WORK TO BE COMPLETED = Substitute "each occurrence of" for every occurrence of "every instance of" in the data below, and leave everything else as it is.

:: EXCERPTED DATA

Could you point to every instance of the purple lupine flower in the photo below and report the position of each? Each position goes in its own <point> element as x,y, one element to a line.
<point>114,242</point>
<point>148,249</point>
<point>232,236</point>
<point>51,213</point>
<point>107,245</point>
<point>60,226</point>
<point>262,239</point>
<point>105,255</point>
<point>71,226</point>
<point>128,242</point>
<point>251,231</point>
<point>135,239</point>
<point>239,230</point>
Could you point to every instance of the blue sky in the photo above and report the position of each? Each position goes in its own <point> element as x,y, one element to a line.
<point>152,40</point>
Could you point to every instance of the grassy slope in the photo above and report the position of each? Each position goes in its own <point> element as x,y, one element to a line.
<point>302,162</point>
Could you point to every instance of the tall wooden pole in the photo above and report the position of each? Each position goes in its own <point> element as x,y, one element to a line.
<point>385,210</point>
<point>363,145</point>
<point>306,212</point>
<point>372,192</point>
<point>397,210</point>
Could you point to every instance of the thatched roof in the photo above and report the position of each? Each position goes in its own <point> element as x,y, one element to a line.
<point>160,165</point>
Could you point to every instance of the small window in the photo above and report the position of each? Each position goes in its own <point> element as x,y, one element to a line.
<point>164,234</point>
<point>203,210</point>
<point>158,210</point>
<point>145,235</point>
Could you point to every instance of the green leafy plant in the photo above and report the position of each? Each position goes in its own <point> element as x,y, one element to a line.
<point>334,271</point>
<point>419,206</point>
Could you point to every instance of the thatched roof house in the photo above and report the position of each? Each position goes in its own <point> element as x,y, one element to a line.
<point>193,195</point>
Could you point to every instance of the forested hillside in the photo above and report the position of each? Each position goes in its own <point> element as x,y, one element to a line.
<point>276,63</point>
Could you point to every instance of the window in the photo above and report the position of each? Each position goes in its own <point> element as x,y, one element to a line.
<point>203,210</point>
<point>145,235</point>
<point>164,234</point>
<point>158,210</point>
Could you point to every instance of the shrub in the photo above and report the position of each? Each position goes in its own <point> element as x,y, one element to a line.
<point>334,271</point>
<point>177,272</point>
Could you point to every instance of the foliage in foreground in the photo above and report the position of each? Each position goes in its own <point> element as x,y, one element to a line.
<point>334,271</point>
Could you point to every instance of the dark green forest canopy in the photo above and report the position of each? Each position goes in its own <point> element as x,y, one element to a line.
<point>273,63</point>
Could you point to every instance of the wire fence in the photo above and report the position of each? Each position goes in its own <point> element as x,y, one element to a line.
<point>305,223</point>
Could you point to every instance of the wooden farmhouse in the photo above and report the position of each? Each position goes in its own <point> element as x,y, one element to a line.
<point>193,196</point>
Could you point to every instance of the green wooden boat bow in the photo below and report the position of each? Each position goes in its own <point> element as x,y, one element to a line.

::::

REPLY TO THE EXERCISE =
Could you point to each occurrence of the purple lupine flower in the photo below and report the position of each? Each position goes in its own <point> element as x,y, one element to a line.
<point>114,242</point>
<point>148,249</point>
<point>232,236</point>
<point>51,213</point>
<point>107,245</point>
<point>60,226</point>
<point>262,239</point>
<point>105,255</point>
<point>71,226</point>
<point>128,242</point>
<point>251,231</point>
<point>135,239</point>
<point>239,230</point>
Could you point to each occurrence of the blue sky in the photo above and report the position of each? Each position goes in its own <point> element as x,y, one element to a line.
<point>152,40</point>
Could you point to each occurrence of the grassy slope in the photo above and report the position of each? Each position goes in its own <point> element as x,y, one element to a line.
<point>302,162</point>
Could you point to each occurrence of the tall wooden pole in the photo above and report the position of each? Each position goes in its own <point> element as x,y, one element to a line.
<point>385,210</point>
<point>363,145</point>
<point>306,212</point>
<point>372,192</point>
<point>397,210</point>
Could you point to each occurrence of the thatched roof in the photo above and report the position of each? Each position goes in its own <point> element as x,y, one element to a line.
<point>160,165</point>
Could you point to each occurrence of the small window in the photo above and report the position of each? Each position goes in its own <point> element as x,y, one element to a line.
<point>164,234</point>
<point>203,210</point>
<point>158,210</point>
<point>145,235</point>
Could you point to each occurrence of the green leafy plant in the photo above and report the position of each? Each position goes in its own <point> element as x,y, one element to a line.
<point>334,271</point>
<point>419,206</point>
Could you point to each occurrence of the thatched roof house in the photo above and report the position of each? Each position goes in its own <point> element as x,y, one element to a line.
<point>193,195</point>
Could you point to each occurrence of the forested hillside in the photo above and report the position of each? Each position goes in its own <point> element as x,y, one element to a line.
<point>276,63</point>
Could you point to each occurrence of the window in the photo above and report the position of each? Each position goes in its own <point> element as x,y, one element to a line.
<point>203,210</point>
<point>145,235</point>
<point>164,234</point>
<point>158,210</point>
Could you point to each occurrence of the shrub in the photo above and report the position of each? Each position goes in its own <point> element as x,y, one element to a line.
<point>334,271</point>
<point>177,272</point>
Could you point to each occurrence of the foliage in foreground in the photo above and report the position of each? Each position goes in its own <point> element as x,y, one element to a line.
<point>334,271</point>
Could you point to each occurrence of the dark green forest canopy in the photo above and report the position of each? Each position goes in its own <point> element as x,y, one element to a line.
<point>273,63</point>
Could you point to each occurrence of the wire fence in the photo above and report the position of each? Each position goes in its own <point> element as x,y, one element to a line.
<point>305,223</point>
Could you point to each occurrence of the wooden farmhouse in the photo above and report the position of each? Each position goes in its own <point> element as x,y, one element to a line.
<point>193,196</point>
Could you point to each occurrence of the green wooden boat bow in the photo below and report the position of each? Each position goes in its own <point> element as x,y, one element to a line.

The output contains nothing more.